Goal
Starting at the line that contains "of the brass" and stopping after the line that contains "<point>369,355</point>", write out those lines of the material again, with every point coordinate in the answers scaled by 1.05 and rounded to a whole number, halves rounding up. Keep every other line unchanged, and give only these lines.

[Labeled-object pointing entries]
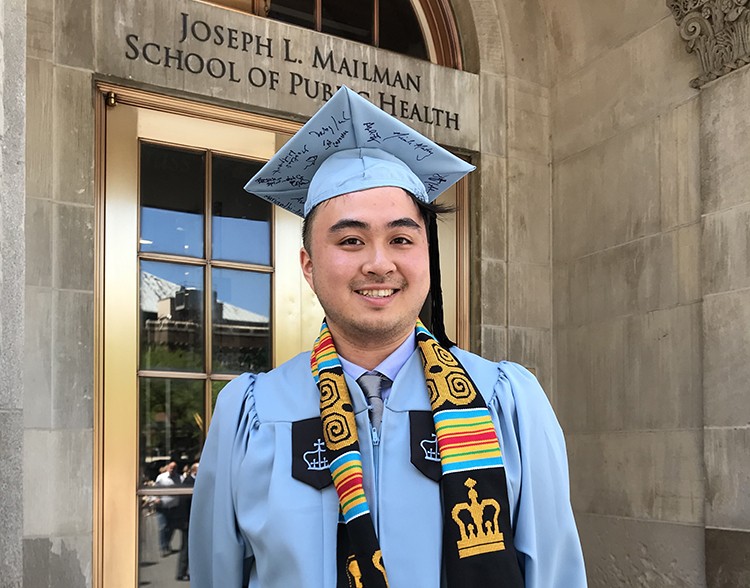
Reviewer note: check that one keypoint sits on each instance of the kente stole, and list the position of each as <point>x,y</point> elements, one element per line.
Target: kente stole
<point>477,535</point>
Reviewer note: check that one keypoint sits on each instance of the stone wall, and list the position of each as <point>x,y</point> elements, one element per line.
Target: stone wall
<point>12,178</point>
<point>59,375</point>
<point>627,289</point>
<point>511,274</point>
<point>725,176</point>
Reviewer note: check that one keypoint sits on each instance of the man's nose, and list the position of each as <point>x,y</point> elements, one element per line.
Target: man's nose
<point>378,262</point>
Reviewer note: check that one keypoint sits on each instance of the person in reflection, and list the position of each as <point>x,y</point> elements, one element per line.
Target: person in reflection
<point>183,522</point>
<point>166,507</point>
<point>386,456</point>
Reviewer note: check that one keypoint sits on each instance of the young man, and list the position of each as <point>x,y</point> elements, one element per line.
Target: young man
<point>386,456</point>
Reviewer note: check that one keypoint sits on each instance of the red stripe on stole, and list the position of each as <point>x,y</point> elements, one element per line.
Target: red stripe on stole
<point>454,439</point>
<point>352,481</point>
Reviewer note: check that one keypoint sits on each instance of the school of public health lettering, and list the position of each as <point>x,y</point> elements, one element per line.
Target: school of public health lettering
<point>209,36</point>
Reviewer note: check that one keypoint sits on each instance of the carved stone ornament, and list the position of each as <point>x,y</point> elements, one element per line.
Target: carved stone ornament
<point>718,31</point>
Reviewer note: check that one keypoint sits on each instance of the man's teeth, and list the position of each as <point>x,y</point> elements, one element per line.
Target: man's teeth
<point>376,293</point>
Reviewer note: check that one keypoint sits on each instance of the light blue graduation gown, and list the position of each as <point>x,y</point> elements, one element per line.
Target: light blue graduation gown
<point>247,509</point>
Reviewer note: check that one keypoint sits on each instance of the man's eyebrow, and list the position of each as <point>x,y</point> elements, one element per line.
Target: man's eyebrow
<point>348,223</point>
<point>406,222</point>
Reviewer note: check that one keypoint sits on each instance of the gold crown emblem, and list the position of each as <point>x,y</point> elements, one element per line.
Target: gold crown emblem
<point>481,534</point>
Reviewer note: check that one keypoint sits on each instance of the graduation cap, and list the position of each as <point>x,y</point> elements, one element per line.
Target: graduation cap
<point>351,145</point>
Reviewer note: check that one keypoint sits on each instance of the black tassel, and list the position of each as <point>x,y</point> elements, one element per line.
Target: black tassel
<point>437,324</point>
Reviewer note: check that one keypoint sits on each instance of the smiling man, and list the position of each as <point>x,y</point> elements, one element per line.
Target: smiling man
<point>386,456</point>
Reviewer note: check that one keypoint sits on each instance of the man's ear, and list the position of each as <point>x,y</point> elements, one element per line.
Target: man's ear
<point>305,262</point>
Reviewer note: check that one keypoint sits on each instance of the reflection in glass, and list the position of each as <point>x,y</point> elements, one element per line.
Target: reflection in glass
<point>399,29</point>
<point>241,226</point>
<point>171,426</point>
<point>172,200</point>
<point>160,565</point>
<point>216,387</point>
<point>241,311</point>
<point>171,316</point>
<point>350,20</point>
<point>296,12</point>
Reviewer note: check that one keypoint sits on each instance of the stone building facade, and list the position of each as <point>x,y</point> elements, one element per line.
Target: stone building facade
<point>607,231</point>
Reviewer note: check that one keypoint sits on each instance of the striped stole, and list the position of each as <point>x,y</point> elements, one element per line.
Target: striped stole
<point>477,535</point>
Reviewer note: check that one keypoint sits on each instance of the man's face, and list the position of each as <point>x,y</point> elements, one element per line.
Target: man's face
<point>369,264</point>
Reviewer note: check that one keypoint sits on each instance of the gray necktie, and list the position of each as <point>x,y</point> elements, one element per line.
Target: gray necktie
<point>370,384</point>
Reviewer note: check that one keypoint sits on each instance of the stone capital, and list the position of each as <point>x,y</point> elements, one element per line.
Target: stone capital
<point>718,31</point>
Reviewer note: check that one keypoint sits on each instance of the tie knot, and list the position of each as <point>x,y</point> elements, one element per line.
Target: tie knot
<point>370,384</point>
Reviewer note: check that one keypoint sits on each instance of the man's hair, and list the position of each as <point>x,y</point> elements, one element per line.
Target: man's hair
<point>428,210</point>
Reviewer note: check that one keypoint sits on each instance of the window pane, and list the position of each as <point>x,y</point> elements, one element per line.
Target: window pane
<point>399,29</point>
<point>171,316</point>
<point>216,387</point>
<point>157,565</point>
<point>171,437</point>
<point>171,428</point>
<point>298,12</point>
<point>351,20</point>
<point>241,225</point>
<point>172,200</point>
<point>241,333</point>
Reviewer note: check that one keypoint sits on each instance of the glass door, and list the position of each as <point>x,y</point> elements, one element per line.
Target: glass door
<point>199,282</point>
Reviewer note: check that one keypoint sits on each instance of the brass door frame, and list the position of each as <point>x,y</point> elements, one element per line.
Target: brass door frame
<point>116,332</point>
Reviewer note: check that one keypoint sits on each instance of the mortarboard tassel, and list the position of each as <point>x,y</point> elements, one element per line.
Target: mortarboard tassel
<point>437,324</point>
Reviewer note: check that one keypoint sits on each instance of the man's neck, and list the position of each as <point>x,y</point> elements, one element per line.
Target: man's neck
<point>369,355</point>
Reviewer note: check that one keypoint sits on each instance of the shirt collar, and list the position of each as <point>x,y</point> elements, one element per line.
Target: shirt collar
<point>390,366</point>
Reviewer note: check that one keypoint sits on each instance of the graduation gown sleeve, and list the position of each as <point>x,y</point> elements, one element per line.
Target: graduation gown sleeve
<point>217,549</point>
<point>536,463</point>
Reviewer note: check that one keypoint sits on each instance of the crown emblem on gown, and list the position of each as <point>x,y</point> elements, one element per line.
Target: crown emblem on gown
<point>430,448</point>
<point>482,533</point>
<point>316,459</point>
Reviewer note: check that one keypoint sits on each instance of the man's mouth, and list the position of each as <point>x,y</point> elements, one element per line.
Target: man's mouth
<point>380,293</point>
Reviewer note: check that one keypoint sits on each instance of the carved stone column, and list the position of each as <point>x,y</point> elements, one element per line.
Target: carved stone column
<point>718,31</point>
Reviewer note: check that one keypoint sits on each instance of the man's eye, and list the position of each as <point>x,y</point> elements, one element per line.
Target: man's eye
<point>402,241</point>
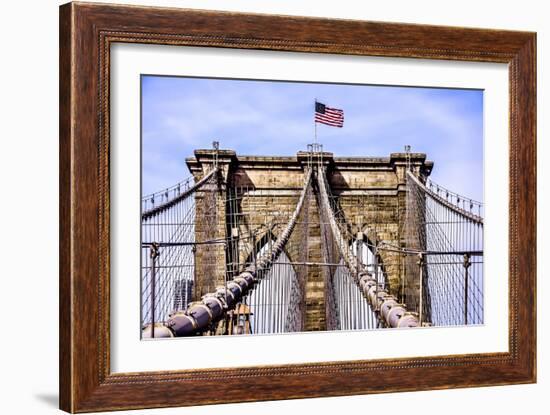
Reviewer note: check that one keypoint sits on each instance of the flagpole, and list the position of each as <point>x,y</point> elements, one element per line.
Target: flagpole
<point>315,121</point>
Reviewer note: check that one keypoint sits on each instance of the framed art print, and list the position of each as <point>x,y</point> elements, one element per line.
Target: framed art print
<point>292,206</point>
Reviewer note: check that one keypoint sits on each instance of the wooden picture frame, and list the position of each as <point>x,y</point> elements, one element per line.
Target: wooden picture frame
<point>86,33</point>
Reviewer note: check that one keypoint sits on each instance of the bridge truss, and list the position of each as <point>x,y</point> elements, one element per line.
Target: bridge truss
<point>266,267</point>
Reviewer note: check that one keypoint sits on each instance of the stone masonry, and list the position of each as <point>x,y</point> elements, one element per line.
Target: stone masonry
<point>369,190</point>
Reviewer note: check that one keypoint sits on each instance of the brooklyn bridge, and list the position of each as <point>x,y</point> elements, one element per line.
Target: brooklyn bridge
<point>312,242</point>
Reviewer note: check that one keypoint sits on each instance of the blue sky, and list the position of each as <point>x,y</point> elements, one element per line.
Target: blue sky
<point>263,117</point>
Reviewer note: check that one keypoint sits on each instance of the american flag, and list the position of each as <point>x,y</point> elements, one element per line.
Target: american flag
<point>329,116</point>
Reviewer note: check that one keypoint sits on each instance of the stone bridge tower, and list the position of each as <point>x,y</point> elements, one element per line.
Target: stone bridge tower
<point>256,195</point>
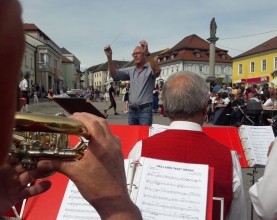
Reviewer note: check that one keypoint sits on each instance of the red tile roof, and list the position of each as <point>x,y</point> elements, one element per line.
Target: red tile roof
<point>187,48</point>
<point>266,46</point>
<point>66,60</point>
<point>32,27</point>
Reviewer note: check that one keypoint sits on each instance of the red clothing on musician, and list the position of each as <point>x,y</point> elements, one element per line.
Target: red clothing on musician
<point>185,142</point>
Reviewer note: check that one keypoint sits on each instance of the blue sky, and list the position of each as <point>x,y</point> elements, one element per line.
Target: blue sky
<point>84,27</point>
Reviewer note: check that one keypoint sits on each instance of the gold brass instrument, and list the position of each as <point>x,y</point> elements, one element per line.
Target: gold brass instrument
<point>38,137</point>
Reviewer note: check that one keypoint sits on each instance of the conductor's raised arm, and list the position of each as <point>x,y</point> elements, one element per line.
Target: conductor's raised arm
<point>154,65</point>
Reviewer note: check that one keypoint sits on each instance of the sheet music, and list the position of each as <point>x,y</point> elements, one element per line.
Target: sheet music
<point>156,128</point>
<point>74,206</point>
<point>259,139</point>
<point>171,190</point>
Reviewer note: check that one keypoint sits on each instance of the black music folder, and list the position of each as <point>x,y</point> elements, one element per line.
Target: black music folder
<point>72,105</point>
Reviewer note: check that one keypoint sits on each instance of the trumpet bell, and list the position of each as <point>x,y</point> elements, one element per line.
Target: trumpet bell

---

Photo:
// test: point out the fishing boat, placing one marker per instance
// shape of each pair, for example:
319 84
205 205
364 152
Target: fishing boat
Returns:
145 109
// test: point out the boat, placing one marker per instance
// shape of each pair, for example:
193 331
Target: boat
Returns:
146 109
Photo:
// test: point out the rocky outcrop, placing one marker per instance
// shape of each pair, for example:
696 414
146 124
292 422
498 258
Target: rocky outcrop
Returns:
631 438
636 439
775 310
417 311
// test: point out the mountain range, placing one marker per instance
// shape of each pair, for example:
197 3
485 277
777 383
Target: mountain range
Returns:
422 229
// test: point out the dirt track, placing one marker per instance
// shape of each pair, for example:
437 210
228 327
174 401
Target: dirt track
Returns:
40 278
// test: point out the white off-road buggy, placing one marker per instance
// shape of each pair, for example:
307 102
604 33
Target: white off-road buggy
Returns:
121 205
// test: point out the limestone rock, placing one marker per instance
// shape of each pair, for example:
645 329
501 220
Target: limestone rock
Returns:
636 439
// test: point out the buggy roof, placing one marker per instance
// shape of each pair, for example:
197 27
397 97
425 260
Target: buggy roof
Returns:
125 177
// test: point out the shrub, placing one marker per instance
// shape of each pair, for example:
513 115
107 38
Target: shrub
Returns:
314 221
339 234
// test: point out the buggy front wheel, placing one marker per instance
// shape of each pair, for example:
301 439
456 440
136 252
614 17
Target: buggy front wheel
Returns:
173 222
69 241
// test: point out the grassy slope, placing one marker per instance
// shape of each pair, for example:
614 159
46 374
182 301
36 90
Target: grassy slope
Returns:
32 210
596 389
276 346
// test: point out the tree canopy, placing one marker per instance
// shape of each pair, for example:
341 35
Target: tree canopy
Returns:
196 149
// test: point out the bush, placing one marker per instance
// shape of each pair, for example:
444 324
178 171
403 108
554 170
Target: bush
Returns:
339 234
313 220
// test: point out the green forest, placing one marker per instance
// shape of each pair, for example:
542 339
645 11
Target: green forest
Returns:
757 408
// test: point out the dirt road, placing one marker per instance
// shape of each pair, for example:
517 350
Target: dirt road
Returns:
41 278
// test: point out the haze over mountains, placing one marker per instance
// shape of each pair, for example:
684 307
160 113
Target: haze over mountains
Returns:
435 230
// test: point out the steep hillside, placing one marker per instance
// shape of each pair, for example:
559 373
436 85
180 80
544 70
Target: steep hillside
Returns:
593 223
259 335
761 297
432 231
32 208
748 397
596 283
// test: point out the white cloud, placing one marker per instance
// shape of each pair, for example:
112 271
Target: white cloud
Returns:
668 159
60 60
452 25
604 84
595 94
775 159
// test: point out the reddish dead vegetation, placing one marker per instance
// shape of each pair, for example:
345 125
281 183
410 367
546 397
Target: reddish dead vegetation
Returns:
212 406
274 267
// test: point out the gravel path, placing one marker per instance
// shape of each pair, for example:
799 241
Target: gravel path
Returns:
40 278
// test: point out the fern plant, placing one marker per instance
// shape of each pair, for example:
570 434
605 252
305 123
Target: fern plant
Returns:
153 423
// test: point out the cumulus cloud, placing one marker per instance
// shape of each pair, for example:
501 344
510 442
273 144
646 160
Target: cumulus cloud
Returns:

Expected output
Reviewer note: check that one keypoint sits on each instance of the brass door frame, and list the position of each as <point>x,y</point> elements, one element per line.
Target: brass door frame
<point>122,349</point>
Reviewer note: check that one keypoint sits on each instance of the mortarboard tassel, and list the position of each as <point>x,y</point> elements, one element per line.
Target: mortarboard tassel
<point>459,340</point>
Reviewer note: check that one keypoint sits on each instance of the man's neck, and list the position of each as <point>x,y</point> elements, one element per line.
Target: man's neck
<point>387,373</point>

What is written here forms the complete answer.